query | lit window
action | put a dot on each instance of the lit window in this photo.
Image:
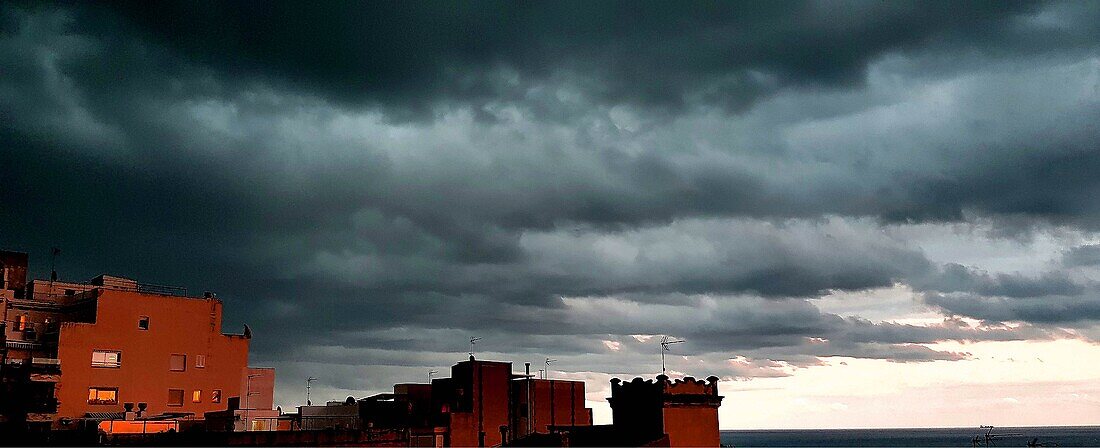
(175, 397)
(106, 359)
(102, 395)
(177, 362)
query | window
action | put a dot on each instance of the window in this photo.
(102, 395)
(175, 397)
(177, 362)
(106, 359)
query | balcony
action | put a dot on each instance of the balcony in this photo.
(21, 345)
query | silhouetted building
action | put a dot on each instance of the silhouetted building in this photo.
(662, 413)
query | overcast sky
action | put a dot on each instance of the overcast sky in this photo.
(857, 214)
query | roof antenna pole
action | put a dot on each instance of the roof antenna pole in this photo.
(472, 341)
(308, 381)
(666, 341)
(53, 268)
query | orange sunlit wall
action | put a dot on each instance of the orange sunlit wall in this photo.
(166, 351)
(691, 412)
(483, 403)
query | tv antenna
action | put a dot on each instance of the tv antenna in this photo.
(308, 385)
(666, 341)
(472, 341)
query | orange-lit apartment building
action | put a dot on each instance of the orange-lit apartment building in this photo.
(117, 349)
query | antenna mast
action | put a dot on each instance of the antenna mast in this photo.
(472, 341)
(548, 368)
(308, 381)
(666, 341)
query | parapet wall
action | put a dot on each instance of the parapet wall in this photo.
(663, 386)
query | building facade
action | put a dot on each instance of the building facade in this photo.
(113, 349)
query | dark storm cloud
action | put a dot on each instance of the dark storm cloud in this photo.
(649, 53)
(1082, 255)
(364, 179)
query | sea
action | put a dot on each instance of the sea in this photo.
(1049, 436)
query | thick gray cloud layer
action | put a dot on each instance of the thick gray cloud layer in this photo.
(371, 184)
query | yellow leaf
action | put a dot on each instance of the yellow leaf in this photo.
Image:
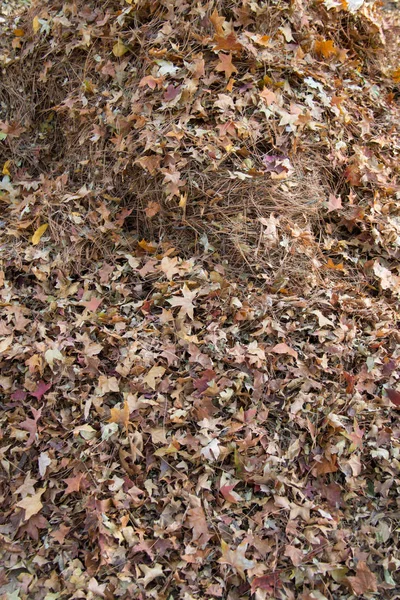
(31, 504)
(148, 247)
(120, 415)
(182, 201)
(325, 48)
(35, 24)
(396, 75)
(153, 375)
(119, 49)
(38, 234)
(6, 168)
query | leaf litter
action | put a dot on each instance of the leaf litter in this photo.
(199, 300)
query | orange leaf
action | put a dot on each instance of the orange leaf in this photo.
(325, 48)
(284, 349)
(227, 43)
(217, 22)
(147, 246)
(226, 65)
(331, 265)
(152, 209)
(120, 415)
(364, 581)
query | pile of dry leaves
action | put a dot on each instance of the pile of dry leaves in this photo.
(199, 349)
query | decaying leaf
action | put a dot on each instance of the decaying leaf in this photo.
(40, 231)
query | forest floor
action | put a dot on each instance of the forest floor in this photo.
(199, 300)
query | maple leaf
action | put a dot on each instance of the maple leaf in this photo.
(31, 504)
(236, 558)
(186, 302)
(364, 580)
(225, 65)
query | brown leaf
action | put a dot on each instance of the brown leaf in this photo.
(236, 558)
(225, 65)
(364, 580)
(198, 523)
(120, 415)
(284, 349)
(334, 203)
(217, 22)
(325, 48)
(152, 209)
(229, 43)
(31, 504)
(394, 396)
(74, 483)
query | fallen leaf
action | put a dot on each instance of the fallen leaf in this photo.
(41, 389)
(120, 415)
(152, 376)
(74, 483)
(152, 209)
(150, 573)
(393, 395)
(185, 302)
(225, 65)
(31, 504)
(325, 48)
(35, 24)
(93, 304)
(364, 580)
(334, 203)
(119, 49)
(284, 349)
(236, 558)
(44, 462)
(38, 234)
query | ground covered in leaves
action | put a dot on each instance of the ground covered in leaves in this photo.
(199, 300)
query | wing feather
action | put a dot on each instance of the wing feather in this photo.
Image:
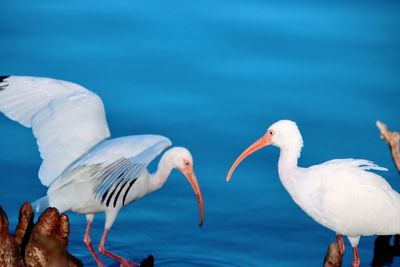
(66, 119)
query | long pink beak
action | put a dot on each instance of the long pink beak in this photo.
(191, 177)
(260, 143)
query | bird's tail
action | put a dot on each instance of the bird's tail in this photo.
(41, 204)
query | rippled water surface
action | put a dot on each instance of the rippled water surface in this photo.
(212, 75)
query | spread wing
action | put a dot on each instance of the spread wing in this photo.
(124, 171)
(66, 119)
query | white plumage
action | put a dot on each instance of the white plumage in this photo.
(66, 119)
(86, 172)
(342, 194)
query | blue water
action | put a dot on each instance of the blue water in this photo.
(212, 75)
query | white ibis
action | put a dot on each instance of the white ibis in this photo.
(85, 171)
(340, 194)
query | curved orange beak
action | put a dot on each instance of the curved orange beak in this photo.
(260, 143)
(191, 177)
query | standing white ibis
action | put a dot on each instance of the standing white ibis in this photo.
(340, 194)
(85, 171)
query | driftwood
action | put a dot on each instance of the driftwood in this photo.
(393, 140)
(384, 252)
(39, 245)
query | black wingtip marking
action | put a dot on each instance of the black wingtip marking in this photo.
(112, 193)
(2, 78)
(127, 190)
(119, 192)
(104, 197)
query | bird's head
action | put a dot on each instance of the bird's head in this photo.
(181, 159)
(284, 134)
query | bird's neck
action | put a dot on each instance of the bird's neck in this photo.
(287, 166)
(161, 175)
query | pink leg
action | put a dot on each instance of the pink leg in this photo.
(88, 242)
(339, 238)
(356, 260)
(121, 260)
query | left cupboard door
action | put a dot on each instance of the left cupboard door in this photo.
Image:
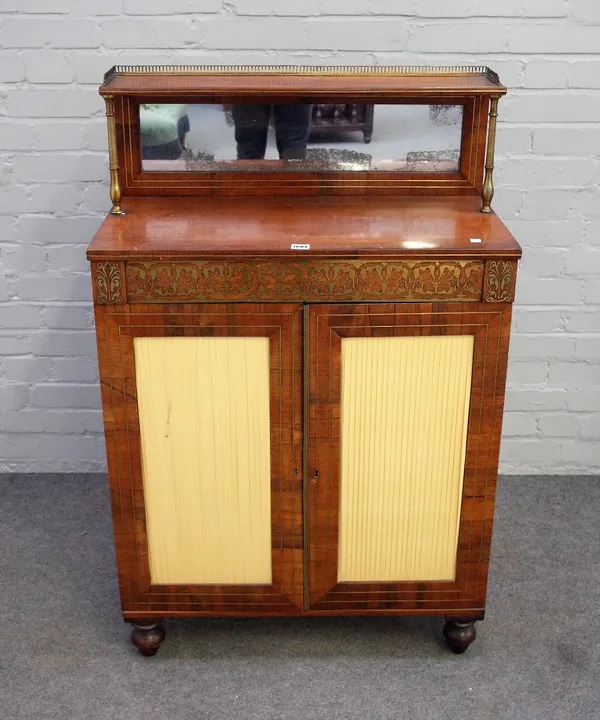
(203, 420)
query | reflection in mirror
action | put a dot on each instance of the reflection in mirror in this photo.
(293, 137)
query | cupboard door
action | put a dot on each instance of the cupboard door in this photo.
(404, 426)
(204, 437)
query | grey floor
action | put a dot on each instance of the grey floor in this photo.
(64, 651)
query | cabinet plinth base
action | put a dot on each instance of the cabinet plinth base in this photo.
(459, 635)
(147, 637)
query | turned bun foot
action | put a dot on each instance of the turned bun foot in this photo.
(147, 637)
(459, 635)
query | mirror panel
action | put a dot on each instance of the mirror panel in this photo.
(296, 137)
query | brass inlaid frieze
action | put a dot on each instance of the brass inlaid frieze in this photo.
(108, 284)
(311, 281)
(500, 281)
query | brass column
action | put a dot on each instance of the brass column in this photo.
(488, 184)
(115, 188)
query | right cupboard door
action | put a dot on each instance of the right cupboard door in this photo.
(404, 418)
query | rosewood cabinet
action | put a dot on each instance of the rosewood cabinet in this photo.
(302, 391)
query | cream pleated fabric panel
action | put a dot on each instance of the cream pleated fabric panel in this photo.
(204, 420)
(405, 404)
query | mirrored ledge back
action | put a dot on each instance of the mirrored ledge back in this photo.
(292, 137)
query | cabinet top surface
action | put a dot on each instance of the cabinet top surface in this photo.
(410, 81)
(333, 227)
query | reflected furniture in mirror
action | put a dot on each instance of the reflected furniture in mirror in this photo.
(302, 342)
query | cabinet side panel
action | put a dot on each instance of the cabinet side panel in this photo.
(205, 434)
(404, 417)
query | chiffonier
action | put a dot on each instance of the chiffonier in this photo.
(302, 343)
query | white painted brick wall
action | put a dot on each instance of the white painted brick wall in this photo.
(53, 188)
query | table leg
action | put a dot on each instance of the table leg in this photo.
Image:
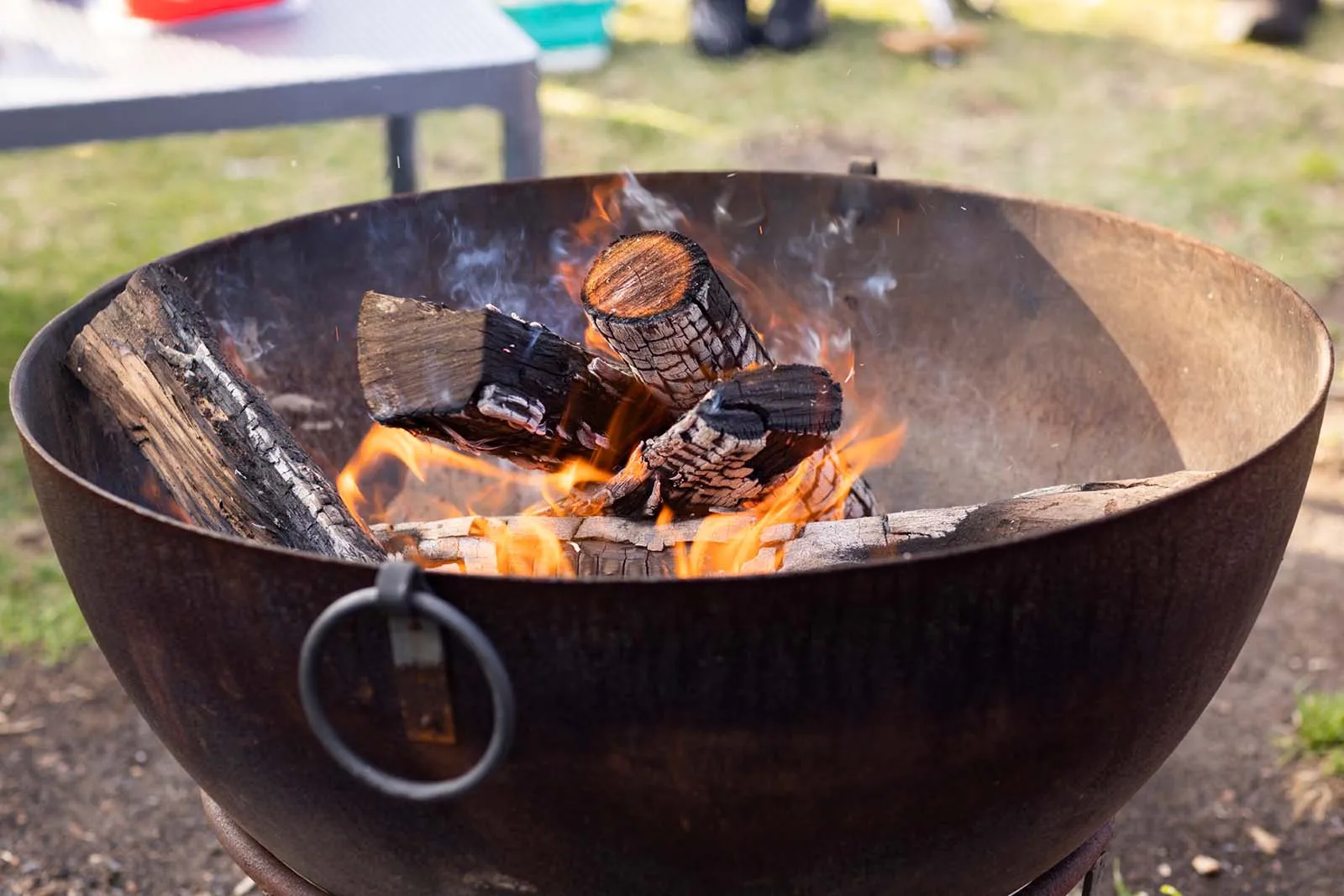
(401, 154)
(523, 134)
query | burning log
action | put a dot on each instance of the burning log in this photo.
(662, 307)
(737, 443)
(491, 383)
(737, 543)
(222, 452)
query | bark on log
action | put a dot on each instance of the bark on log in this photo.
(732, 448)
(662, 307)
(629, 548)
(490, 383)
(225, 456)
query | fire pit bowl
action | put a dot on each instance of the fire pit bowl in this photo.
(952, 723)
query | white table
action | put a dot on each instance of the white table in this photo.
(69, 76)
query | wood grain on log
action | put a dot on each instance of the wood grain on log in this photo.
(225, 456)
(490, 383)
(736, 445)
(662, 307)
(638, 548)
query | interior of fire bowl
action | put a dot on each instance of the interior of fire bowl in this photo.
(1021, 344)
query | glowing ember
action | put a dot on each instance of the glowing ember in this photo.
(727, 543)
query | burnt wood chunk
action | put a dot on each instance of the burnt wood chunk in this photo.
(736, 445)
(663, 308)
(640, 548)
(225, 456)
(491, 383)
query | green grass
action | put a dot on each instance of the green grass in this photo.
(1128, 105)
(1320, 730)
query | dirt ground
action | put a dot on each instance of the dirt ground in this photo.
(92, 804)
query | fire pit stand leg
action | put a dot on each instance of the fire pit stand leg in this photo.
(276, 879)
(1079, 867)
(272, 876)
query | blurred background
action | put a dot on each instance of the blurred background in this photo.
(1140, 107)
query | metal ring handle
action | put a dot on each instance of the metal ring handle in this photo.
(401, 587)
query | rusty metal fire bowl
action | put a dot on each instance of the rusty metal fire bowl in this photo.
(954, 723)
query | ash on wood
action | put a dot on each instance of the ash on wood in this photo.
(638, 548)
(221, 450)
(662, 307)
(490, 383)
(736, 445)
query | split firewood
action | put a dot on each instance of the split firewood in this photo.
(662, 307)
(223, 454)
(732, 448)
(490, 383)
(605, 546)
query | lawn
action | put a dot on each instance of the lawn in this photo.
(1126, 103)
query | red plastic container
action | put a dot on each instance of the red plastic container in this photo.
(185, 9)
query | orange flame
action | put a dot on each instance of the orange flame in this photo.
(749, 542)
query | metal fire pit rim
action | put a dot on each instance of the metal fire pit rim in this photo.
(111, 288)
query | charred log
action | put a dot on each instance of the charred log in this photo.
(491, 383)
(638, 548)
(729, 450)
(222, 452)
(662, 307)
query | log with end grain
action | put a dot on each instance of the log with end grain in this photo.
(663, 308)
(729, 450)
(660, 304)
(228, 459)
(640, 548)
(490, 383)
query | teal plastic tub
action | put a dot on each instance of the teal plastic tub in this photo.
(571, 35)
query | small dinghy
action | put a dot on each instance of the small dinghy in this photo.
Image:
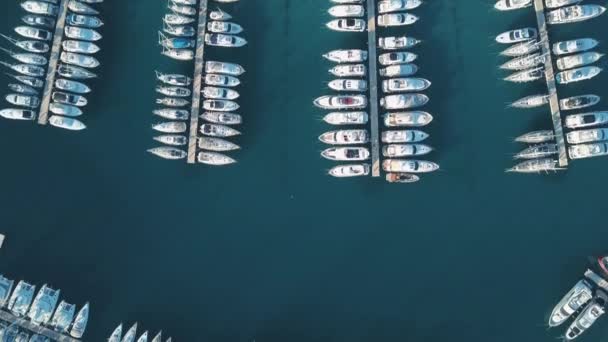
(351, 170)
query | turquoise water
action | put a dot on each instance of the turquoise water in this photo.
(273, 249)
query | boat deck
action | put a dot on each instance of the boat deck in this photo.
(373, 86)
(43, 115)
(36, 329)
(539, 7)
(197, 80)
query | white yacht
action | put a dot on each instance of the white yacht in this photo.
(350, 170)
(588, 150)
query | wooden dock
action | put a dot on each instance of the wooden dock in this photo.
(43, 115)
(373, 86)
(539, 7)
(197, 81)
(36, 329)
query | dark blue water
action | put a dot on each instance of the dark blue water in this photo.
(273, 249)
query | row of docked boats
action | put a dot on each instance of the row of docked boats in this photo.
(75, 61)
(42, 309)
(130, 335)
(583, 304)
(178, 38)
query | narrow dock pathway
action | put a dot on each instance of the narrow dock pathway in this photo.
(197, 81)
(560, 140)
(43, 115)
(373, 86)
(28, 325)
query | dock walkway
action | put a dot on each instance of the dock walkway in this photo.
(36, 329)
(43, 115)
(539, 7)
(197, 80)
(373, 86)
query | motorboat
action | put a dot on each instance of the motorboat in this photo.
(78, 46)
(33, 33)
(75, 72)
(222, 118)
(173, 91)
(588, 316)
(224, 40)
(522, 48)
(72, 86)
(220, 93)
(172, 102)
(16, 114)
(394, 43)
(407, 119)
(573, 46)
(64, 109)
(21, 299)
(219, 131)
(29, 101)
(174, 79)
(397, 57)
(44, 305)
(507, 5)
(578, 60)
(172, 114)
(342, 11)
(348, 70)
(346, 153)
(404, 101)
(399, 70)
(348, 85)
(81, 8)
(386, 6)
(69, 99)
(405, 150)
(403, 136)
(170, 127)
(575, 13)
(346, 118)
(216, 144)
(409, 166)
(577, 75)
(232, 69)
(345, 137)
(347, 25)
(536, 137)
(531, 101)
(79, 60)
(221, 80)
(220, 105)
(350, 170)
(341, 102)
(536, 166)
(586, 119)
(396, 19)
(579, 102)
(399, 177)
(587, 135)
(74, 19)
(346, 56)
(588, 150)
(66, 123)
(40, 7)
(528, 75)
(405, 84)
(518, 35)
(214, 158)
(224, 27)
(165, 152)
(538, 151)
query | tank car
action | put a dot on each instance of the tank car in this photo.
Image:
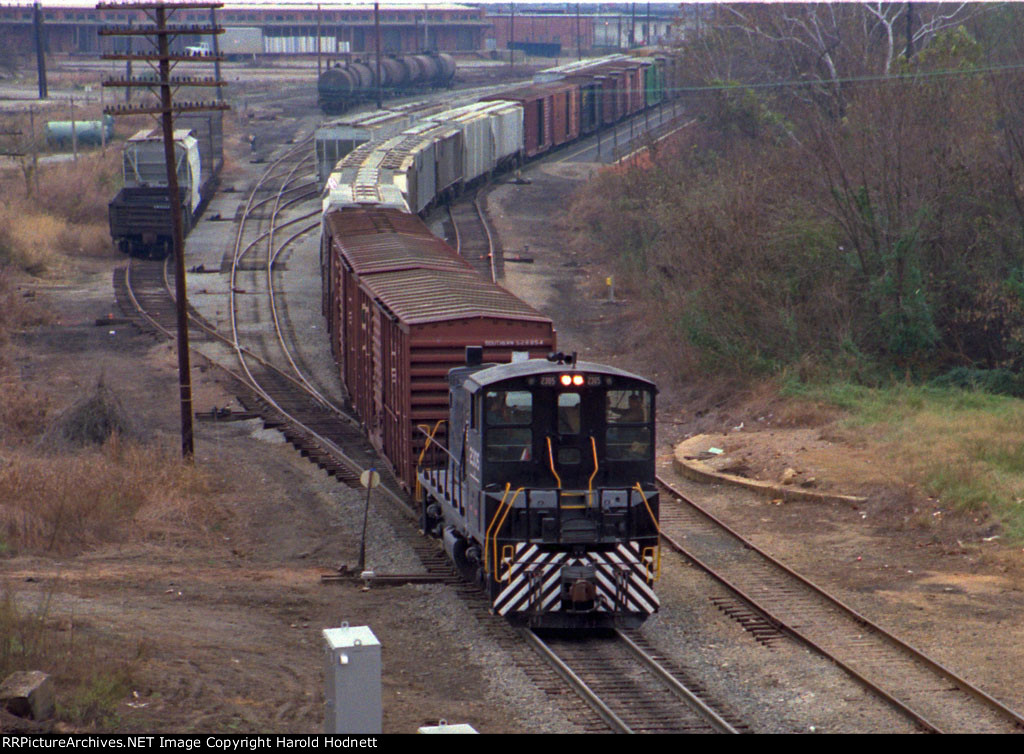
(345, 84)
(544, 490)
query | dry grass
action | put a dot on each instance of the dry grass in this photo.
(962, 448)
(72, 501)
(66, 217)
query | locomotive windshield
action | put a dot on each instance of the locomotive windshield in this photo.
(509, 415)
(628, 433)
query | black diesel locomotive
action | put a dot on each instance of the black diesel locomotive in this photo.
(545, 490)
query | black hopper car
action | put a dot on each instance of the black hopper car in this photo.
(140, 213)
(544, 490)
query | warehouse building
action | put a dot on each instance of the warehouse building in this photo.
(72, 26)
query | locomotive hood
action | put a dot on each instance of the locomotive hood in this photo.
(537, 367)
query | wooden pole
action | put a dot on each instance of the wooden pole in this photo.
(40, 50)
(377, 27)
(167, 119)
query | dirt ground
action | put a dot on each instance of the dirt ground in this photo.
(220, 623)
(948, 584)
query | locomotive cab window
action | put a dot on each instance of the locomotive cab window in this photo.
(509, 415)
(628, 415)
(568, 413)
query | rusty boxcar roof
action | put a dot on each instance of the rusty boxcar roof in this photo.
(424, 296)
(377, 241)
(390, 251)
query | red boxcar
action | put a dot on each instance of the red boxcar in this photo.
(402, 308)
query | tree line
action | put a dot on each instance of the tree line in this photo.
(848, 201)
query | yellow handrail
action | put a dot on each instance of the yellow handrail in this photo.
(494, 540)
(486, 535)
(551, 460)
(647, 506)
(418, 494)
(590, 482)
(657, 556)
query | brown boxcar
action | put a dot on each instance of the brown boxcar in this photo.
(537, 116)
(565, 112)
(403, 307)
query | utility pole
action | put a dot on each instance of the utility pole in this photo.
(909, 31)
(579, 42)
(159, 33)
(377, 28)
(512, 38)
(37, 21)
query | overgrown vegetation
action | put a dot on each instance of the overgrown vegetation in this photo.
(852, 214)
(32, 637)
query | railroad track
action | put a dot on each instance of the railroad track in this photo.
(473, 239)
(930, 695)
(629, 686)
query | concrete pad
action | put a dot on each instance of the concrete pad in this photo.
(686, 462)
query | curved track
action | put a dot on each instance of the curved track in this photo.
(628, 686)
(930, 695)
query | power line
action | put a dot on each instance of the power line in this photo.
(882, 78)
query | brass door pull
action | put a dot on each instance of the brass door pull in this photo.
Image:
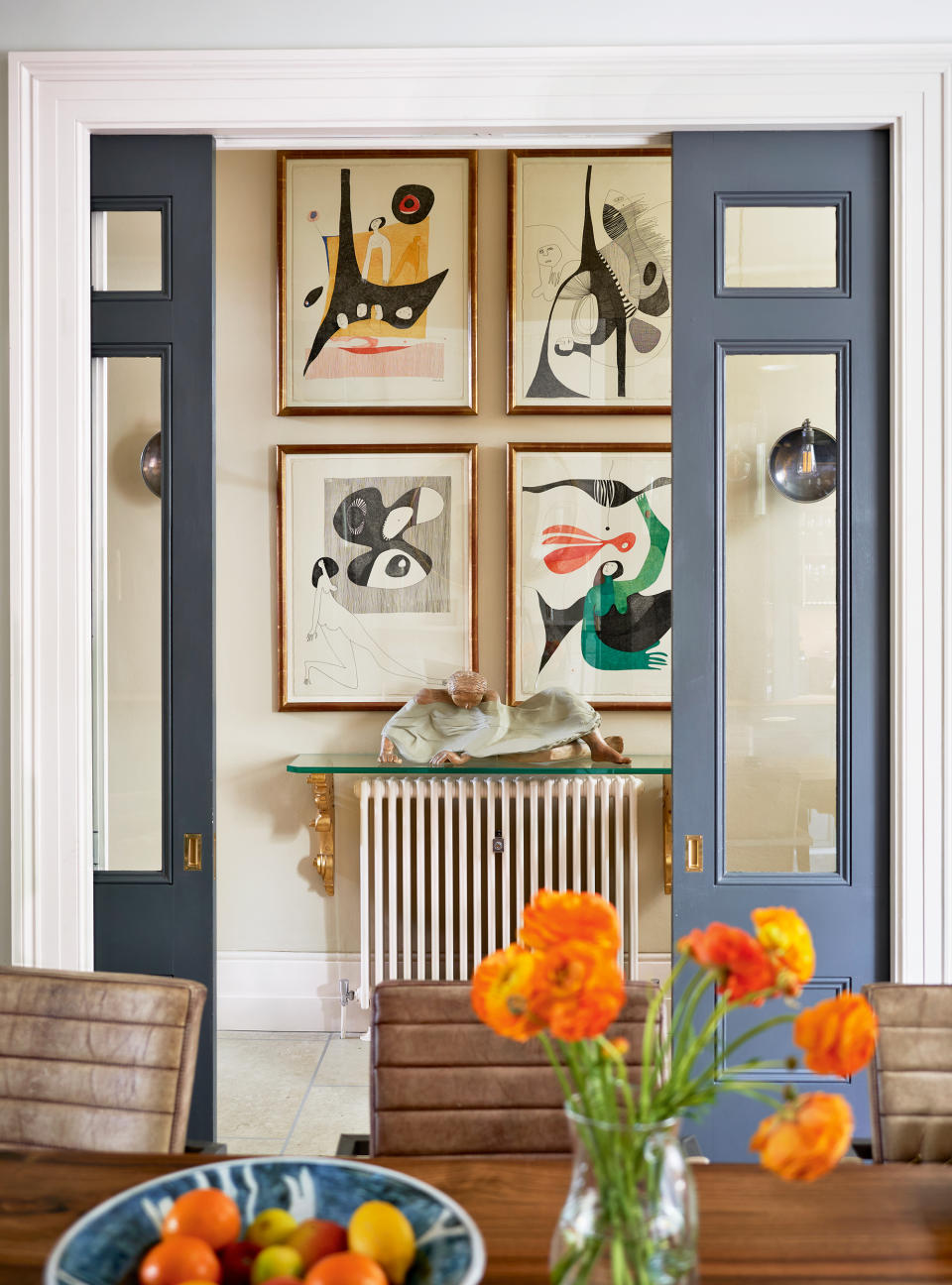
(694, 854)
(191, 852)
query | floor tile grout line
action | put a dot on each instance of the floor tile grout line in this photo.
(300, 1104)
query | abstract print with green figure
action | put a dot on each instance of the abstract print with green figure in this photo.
───
● **Aim of the exercise**
Could you rewrite the rows starting with the line with "query | utility pole" and going on through the last of the rows, swapping "put a dot on" for "mark" and changing nothing else? Omit the pictures from your answer.

● **Task result**
query | utility pole
action | mark each instance of the utility pole in this photo.
(909, 31)
(579, 42)
(159, 33)
(377, 28)
(512, 38)
(37, 21)
query | overgrown vegetation
action | mark each instance of the overgrown vegetation in this photo.
(852, 214)
(32, 637)
query | railroad track
action | mark each instance of the railroad track in this photo.
(473, 239)
(930, 695)
(629, 686)
query | concrete pad
action | mark each instance of the concrete pad in this photo.
(686, 462)
query | curved track
action | mark each instance of the curved track in this photo.
(628, 686)
(930, 695)
query | power line
action | mark each instance of the power line in this photo.
(882, 78)
query | brass door pull
action | mark each instance of the brass door pull in this photo.
Image:
(694, 854)
(191, 852)
query | floor tile grout line
action | mark each instance of the floor tile grout line in this photo.
(300, 1104)
query | abstract print with green figure
action | mark each instance of the abstract print with green figure in this photo.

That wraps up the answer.